[Consegna 1]: Riscrivi in forma più breve il paragrafo del brano che comincia con «Sessanta giorni di tempo», conservandone i fatti principali.

[Brano fornito]:

Cosa c’è dietro il “cold case“ delle Acciaierie Megara riaperto a Catania dopo 34 anni: il pizzino di Provenzano e la latitanza di Ercolano

Gli inquietanti misteri attorno all'uccisione dei manager della fonderia ucciso alla zona industriale il 31 ottobre 1990.

Di Laura Distefano |

Sessanta giorni di tempo che potrebbero finalmente scrivere una verità processuale sul duplice omicidio di Francesco Vecchio e Alessandro Rovetta. I due manager delle Acciaierie Megara (amministratore delegato il primo e direttore del personale il secondo) furono ammazzati il 31 ottobre 1990. La gip Marina Rizza disponendo l’archiviazione nei confronti degli otto indagati, tra cui il vecchio padrino di Catania Nitto Santapaola, ha ordinato alla procura etnea (l’indagine è affidata al procuratore aggiunto Francesco Puleio) di iscrivere nel registro degli indagati Aldo Ercolano, classe 1960, e Orazio Privitera. Sono due boss di vertice della mafia catanese: il primo è il rampollo di razza della famiglia di sangue di Cosa nostra (figlio dei cugini Pippo Ercolano e Grazia Santapaola), il secondo è un ex esponente degli Sciuto-Tigna poi transitato nei Cappello-Carateddi assieme a Iano Lo Giudice. L’ergastolano è il protagonista dell’ultima “guerra” di mafia scoppiata ai piedi dell’Etna.

Ma perché la gip ha indicato questi nomi? «Dalle dichiarazioni rese da alcuni collaboratori escussi nel corso delle indagini è emerso il coinvolgimento nella vicenda» dei due mafiosi. Ma per la giudice appare «necessario sentire a sommarie informazioni Federico Rovetta (fratello della vittima, ndr) sul punto specifico concernente i lavori appaltati dalla Megara ai fratelli Rapisarda e le eventuali problematiche insorte tra loro e Alessandro Rovetta».

[Elenco di origine]:

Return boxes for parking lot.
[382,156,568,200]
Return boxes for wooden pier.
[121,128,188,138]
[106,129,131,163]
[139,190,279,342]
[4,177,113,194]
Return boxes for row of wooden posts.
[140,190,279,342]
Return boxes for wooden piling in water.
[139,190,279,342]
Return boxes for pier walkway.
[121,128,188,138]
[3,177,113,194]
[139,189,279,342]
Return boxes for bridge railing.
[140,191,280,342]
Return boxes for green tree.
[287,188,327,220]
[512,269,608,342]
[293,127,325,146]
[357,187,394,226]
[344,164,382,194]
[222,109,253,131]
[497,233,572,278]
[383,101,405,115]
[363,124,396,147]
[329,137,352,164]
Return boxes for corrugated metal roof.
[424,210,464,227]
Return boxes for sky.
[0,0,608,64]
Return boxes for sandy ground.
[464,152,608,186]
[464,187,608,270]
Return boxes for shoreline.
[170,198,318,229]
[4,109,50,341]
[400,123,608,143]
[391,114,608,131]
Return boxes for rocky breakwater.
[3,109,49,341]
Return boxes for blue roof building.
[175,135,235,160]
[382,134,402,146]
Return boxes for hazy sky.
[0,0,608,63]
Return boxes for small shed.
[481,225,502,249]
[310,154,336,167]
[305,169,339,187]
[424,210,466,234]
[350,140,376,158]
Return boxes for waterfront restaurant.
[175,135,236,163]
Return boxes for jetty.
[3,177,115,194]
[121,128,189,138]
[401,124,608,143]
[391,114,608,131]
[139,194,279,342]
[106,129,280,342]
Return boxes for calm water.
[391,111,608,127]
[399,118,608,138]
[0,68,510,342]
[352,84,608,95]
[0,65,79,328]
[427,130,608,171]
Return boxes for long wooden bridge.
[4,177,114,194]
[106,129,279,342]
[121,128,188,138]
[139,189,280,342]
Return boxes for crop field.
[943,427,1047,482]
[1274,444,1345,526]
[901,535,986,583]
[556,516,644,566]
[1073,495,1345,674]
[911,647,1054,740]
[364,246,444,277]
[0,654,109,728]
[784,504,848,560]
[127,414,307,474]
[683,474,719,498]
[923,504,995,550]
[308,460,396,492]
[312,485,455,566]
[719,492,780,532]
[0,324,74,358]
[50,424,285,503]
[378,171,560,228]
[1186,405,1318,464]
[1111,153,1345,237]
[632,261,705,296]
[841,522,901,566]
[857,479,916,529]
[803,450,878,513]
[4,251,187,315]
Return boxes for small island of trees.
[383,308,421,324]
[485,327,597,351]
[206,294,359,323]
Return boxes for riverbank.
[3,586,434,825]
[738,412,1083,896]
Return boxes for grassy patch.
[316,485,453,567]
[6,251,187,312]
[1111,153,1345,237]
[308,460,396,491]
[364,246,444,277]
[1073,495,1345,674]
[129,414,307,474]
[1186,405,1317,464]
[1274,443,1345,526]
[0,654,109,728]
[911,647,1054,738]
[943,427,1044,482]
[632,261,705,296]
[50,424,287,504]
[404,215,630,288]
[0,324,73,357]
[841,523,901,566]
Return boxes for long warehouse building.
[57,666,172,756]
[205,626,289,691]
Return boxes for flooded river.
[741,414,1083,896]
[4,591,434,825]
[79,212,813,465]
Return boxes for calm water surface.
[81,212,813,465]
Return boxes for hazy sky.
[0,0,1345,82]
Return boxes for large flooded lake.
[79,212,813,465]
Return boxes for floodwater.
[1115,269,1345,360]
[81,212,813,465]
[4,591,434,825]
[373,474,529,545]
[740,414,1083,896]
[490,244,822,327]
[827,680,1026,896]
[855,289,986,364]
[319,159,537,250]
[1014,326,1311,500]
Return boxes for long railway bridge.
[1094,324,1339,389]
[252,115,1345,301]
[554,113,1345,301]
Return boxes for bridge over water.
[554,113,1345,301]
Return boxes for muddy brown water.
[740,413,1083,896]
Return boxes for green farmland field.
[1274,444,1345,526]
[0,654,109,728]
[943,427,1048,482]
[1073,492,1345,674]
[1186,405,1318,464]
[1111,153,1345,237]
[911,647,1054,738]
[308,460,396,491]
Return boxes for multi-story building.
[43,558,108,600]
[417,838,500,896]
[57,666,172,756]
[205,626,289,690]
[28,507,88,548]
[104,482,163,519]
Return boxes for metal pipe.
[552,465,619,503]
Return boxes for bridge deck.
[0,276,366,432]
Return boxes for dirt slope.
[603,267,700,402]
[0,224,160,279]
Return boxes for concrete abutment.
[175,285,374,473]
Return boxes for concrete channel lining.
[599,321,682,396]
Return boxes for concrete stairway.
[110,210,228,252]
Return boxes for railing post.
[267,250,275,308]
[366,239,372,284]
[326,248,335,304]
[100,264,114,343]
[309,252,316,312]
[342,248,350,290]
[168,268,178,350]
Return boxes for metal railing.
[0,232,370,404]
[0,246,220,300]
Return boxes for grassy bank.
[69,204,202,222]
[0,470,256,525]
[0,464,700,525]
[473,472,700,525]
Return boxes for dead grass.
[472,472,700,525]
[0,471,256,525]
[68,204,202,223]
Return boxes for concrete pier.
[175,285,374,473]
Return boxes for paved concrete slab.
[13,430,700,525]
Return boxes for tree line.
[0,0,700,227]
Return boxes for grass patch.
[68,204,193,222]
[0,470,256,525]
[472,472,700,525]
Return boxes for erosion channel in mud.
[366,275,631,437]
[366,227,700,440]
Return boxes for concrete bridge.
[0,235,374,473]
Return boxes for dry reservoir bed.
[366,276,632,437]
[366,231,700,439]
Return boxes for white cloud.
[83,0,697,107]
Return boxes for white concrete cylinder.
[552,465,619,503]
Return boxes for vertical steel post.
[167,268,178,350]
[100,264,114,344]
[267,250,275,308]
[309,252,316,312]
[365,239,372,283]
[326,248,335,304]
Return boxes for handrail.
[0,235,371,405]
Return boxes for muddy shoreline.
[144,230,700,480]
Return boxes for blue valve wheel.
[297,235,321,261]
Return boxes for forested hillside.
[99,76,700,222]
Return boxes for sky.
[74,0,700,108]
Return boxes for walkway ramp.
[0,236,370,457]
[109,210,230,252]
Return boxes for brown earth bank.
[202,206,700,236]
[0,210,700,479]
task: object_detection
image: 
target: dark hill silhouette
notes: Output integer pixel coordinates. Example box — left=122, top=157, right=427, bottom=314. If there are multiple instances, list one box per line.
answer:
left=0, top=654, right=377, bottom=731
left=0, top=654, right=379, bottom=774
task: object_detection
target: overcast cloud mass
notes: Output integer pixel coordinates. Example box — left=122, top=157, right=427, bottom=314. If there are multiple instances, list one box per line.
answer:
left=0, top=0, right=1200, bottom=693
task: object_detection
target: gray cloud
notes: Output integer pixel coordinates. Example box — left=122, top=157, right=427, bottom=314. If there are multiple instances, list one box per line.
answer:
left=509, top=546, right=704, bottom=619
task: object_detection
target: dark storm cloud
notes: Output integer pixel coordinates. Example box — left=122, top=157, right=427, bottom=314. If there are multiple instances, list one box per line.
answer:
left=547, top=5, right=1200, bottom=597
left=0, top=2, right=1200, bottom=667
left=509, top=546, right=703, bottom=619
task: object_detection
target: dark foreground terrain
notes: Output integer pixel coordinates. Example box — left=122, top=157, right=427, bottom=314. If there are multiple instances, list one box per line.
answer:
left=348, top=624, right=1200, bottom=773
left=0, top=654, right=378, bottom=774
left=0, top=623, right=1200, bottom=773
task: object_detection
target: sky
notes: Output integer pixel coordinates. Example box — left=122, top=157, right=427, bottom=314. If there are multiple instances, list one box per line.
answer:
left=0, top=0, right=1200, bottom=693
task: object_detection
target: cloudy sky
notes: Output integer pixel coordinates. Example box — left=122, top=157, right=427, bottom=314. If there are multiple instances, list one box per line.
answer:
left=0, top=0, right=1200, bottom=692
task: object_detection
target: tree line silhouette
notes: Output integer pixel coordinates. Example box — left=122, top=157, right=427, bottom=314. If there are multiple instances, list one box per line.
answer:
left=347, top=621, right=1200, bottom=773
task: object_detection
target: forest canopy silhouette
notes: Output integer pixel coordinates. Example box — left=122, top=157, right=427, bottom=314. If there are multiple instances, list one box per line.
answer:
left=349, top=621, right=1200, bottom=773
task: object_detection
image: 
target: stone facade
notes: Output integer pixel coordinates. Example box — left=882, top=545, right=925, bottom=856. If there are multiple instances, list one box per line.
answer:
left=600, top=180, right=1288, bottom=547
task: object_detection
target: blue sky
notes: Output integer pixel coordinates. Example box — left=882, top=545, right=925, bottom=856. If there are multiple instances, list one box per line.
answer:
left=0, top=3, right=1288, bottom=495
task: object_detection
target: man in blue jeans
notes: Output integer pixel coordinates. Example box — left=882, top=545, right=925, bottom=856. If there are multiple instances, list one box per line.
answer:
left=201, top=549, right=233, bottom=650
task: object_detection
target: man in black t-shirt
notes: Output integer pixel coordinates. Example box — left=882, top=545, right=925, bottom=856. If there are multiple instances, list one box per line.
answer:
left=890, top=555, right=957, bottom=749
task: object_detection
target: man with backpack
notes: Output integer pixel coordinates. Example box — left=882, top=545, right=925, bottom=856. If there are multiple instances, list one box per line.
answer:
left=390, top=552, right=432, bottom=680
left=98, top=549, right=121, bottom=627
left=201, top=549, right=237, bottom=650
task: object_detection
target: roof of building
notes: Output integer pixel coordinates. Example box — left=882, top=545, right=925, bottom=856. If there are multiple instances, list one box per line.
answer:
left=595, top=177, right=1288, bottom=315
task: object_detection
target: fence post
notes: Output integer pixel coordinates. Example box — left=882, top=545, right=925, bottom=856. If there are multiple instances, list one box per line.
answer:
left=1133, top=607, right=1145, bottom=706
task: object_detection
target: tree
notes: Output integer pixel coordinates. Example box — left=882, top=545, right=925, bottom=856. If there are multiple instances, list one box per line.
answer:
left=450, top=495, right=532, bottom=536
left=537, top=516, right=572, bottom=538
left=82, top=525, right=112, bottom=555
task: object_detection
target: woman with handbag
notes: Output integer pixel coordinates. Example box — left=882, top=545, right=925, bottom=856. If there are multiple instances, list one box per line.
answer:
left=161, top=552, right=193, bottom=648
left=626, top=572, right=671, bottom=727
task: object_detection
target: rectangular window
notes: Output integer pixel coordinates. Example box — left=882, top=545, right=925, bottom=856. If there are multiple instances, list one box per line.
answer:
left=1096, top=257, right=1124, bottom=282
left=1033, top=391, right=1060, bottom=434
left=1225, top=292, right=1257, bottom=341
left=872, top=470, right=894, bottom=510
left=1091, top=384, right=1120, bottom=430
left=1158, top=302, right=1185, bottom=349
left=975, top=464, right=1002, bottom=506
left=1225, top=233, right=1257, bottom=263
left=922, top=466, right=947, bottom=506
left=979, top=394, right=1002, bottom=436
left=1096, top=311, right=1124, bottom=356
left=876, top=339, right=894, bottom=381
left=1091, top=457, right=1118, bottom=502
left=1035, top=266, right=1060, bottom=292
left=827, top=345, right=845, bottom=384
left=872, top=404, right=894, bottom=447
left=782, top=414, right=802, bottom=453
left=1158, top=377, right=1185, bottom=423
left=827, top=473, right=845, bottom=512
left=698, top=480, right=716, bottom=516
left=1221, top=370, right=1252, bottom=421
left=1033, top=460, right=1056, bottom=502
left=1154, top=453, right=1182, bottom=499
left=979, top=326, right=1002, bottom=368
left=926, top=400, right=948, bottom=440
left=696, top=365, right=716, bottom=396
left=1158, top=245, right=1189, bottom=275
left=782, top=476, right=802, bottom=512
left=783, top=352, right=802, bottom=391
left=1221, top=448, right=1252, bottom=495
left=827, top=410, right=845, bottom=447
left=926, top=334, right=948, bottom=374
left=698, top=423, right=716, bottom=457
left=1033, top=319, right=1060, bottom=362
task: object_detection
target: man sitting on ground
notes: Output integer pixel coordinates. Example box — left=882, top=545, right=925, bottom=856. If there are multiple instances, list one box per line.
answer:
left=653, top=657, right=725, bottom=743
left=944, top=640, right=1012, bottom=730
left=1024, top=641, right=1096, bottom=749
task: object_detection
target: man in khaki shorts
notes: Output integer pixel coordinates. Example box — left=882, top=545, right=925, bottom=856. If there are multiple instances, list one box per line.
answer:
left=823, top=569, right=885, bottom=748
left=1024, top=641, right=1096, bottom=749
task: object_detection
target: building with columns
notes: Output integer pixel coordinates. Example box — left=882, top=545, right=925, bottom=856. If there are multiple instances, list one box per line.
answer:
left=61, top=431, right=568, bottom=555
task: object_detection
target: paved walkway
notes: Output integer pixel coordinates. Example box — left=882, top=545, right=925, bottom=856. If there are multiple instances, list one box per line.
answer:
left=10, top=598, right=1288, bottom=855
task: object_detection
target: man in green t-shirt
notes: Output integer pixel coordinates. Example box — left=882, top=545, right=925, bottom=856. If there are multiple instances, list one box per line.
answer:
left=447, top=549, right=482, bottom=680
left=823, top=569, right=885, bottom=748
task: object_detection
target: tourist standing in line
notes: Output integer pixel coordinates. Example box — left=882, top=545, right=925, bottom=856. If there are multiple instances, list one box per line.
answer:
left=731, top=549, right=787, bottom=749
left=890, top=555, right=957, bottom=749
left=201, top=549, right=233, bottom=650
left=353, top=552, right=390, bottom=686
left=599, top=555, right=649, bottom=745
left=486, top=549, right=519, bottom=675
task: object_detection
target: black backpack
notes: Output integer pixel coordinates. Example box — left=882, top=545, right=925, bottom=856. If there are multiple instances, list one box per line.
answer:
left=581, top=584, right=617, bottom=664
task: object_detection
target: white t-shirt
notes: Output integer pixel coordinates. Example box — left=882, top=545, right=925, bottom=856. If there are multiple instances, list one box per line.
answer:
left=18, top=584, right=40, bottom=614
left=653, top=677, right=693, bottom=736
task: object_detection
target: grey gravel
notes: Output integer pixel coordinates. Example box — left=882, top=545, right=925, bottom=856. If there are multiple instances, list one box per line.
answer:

[Consegna 2]: Sostituisci "wooden" con "timber" nelle righe dell'elenco, partendo dalla prima e fermandoti dopo quella che contiene "[464,187,608,270]". Riporta solo queste righe e lascia invariato tutto il resto.

[Svolgimento 1]: Francesco Vecchio e Alessandro Rovetta erano manager delle Acciaierie Megara. Il primo era amministratore delegato, il secondo direttore del personale. Furono uccisi il 31 ottobre 1990. La gip Marina Rizza ha disposto l'archiviazione per gli otto indagati, tra cui Nitto Santapaola. Ha però ordinato alla procura etnea, dove l'indagine è affidata al procuratore aggiunto Francesco Puleio, di iscrivere nel registro degli indagati Aldo Ercolano, classe 1960, e Orazio Privitera. Sono due boss di vertice della mafia catanese. Ercolano è figlio di Pippo Ercolano e Grazia Santapaola. Privitera è un ex esponente degli Sciuto-Tigna, poi passato ai Cappello-Carateddi. I sessanta giorni a disposizione potrebbero portare a una verità processuale sul duplice omicidio.

[Svolgimento 2]:
Return boxes for parking lot.
[382,156,568,200]
Return boxes for timber pier.
[121,128,188,138]
[106,129,131,163]
[139,190,279,342]
[4,177,113,194]
Return boxes for row of timber posts.
[140,190,279,342]
Return boxes for timber piling in water.
[139,190,279,342]
Return boxes for pier walkway.
[121,128,188,138]
[3,177,113,194]
[139,189,279,342]
Return boxes for bridge railing.
[140,191,280,342]
Return boxes for green tree.
[287,188,327,220]
[512,269,608,342]
[293,127,325,146]
[357,187,394,226]
[344,164,382,194]
[222,109,253,131]
[497,233,572,278]
[383,101,405,115]
[363,124,396,147]
[329,137,352,164]
Return boxes for corrugated metal roof.
[424,210,464,227]
Return boxes for sky.
[0,0,608,64]
Return boxes for sandy ground.
[464,152,608,186]
[464,187,608,270]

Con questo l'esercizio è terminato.